---------- Listed entries ----------
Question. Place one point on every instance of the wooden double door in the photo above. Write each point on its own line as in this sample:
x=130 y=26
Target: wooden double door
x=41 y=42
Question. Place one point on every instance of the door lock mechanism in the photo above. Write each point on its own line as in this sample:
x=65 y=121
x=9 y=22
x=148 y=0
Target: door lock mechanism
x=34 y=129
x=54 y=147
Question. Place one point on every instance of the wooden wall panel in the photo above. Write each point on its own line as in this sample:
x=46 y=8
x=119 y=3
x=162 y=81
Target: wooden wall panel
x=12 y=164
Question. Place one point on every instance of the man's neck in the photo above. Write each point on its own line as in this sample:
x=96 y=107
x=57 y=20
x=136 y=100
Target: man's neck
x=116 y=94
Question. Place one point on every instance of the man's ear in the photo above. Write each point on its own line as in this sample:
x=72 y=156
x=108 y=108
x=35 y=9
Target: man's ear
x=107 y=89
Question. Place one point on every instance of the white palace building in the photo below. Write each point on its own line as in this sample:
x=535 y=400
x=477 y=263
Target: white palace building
----------
---------- Listed entries ----------
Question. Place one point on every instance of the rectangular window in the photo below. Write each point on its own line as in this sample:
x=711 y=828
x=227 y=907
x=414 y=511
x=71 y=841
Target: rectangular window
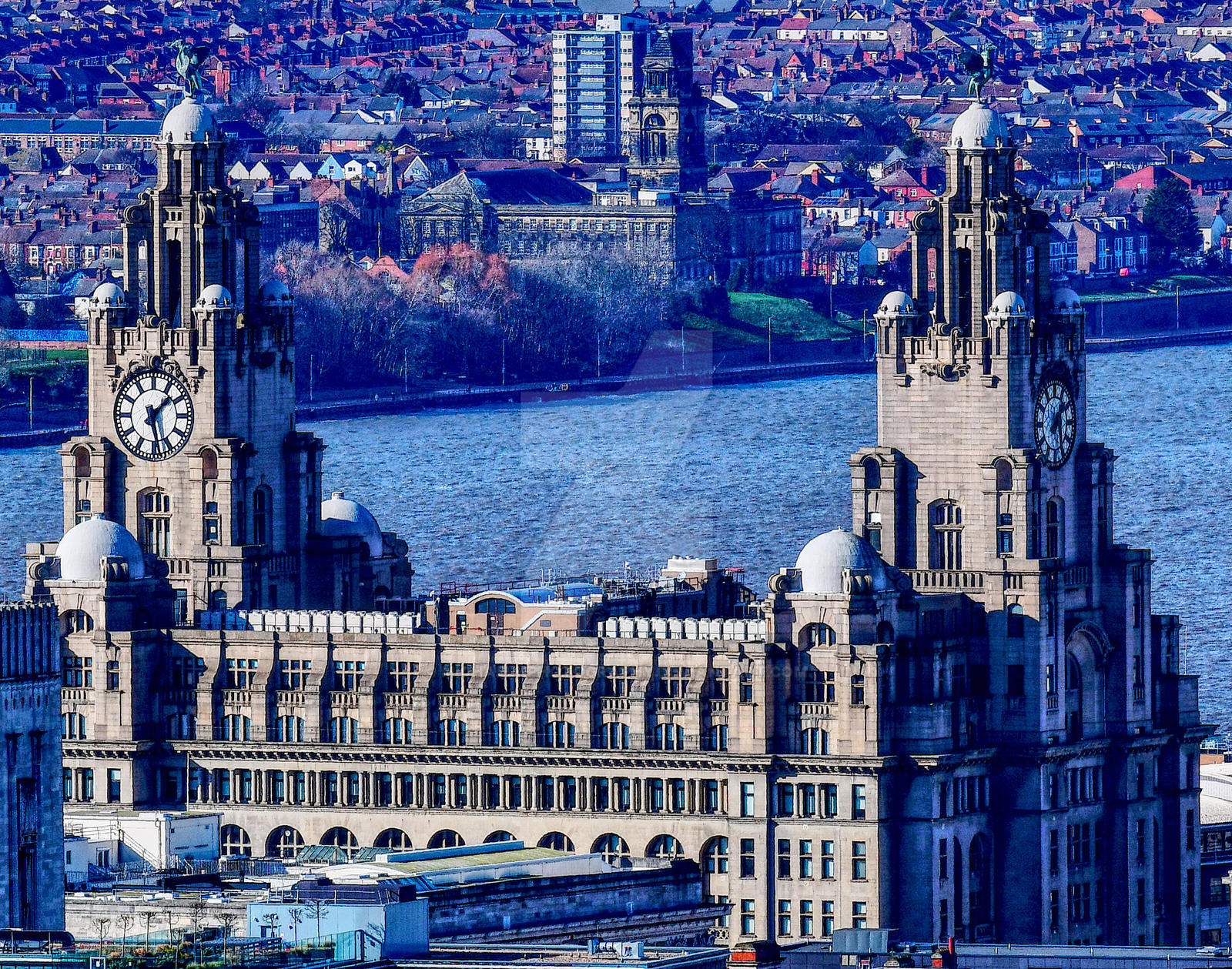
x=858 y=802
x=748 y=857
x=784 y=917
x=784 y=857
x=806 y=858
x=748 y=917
----------
• **Your goal**
For every line above with the word "this" in it, make a copy.

• **Exercise answer**
Question. Place one point on every instance of the wooden double door in the photo above. Write each point on its own line as in this sample:
Question. Place one point on every instance of the door lock mechanism in the photo above. Write each point on its own line as in this sample:
Question. Place one point on every instance of the wooden wall panel in the photo above. Write each point on its own line as in this sample:
Question. Place one point on every instance of the man's neck in the photo above. Write each point on its own line as in this sample:
Question. Place one point on every instance of the man's ear in the photo above. Write each point on its own line as in this sample:
Question. Place one point on every instance of the white palace building in the photo below. Write each point on its own line as in this sample:
Question. Place one point on every instance of the rectangular window in the photo below. Write each point on its own line as in this sample:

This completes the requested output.